***** EXTRACTED TEXT

21 Sep 2016 - This event has been cancelled.
TROPHIC INTERACTIONS IN ASYNCHRONOUSLY FLUCTUATING POPULATIONS: PREDATION AND THE COST OF DISPERSAL

On September 21, 2016, Xavier Lambin will present an invited seminar co-organizaed by CIBIO-InBIO’ s APPLECOL Group, CEABN-InBIO and CEF, which will take place at Instituto Superior de Agronomia, University of Lisbon [THIS EVENT HAS BEEN CANCELLED]

  

ABOUT THE SEMINAR

Classically, predation and other trophic interactions are seen as agents synchronising the fluctuations of spatially disparate populations. While spatial synchrony is the norm, many rodent populations do not fluctuate in unison, with spatial dynamics resembling either organised traveling waves, disorganised spatial chaos or extinction-recolonisation metapopulation patterns. Drawing on empirical studies of rodent populations with diverse spatial dynamics, I will illustrate how asynchrony in prey populations affects predator-prey interactions. While predators may loosely bind the dynamics of prey populations within their foraging range, larger scale dispersal may also free such predators from food limitation, if they are able to exploit multiple asynchronous populations of a given prey species as if they were alternative preys. I will suggest that the outcome of such interactions is contingent upon the cost of predator dispersal that may be imposed by other, larger predators.

**********

ABOUT THIS EXERCISE – According to the seminar announcement, where was the talk scheduled to take place? The records that follow have no connection to the seminar announcement.

***** DATA SUPPLIED

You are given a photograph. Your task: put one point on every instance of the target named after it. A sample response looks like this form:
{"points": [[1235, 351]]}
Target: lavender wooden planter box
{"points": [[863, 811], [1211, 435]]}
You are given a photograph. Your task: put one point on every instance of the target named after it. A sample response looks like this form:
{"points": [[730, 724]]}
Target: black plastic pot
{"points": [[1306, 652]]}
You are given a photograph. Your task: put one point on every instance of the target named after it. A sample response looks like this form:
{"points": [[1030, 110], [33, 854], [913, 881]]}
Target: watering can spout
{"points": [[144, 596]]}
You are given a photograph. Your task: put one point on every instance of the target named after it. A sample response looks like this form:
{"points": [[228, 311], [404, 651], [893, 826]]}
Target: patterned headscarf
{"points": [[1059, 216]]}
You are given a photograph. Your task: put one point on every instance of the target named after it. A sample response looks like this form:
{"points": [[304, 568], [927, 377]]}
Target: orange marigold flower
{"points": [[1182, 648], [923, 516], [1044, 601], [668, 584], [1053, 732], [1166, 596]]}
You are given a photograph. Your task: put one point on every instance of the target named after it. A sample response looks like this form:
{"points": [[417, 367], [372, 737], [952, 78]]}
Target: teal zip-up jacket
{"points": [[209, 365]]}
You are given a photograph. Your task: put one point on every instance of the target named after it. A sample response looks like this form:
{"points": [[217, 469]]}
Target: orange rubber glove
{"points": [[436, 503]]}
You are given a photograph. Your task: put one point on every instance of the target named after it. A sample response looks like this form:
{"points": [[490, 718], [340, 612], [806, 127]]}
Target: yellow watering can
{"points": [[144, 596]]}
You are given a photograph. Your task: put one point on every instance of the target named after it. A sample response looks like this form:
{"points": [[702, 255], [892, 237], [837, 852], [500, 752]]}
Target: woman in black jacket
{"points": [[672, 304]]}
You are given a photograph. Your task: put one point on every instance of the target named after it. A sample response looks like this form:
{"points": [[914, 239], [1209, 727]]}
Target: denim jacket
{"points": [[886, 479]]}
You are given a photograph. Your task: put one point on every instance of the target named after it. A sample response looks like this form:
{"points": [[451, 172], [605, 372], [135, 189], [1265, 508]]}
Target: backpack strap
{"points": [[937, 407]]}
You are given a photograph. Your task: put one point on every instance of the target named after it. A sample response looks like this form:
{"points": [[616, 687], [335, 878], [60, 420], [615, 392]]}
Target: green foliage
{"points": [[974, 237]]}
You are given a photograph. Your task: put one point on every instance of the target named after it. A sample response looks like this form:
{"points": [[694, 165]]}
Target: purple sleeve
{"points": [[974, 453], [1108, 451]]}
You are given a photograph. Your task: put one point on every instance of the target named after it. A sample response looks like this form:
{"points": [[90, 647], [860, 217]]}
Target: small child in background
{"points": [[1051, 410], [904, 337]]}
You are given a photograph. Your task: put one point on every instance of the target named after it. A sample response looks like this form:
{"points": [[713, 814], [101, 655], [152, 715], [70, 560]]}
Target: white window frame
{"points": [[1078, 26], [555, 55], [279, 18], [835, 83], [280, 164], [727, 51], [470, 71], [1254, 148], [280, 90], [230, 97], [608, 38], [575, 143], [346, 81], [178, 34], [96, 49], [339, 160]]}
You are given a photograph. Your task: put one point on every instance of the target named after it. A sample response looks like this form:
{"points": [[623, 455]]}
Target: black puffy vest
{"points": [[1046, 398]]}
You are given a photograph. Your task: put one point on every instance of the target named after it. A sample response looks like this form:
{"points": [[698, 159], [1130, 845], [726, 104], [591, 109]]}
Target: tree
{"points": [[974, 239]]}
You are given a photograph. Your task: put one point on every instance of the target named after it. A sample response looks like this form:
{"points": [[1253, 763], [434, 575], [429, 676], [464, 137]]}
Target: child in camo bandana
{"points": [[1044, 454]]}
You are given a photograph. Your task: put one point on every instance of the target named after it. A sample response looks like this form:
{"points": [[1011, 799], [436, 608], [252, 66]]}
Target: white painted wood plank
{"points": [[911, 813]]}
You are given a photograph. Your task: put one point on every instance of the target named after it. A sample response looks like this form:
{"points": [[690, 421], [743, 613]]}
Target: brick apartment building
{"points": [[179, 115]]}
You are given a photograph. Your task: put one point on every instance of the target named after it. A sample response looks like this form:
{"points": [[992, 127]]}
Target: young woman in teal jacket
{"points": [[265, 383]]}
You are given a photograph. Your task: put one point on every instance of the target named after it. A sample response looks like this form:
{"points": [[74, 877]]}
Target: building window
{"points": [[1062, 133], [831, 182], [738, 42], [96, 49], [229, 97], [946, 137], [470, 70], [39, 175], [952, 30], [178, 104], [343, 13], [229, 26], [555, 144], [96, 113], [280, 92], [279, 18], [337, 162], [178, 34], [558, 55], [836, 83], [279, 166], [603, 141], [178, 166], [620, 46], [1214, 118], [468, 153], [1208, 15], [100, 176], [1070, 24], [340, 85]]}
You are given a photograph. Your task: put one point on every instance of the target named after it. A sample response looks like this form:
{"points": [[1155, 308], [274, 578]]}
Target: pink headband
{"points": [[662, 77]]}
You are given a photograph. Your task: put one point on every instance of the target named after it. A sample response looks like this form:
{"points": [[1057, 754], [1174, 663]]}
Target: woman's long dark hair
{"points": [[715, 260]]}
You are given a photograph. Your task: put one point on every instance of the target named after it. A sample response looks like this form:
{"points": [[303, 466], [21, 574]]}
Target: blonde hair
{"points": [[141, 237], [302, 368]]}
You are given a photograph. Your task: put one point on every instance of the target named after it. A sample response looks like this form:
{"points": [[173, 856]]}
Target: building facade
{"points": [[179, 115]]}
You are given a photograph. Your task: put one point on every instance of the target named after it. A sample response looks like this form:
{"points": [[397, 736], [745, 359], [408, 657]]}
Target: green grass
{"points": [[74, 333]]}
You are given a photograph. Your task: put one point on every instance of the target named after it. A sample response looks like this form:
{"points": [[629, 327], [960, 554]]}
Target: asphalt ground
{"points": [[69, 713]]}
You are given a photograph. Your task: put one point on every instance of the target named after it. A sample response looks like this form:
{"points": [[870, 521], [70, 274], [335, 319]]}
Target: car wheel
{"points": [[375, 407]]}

**********

ANSWER BELOW – At Instituto Superior de Agronomia, University of Lisbon.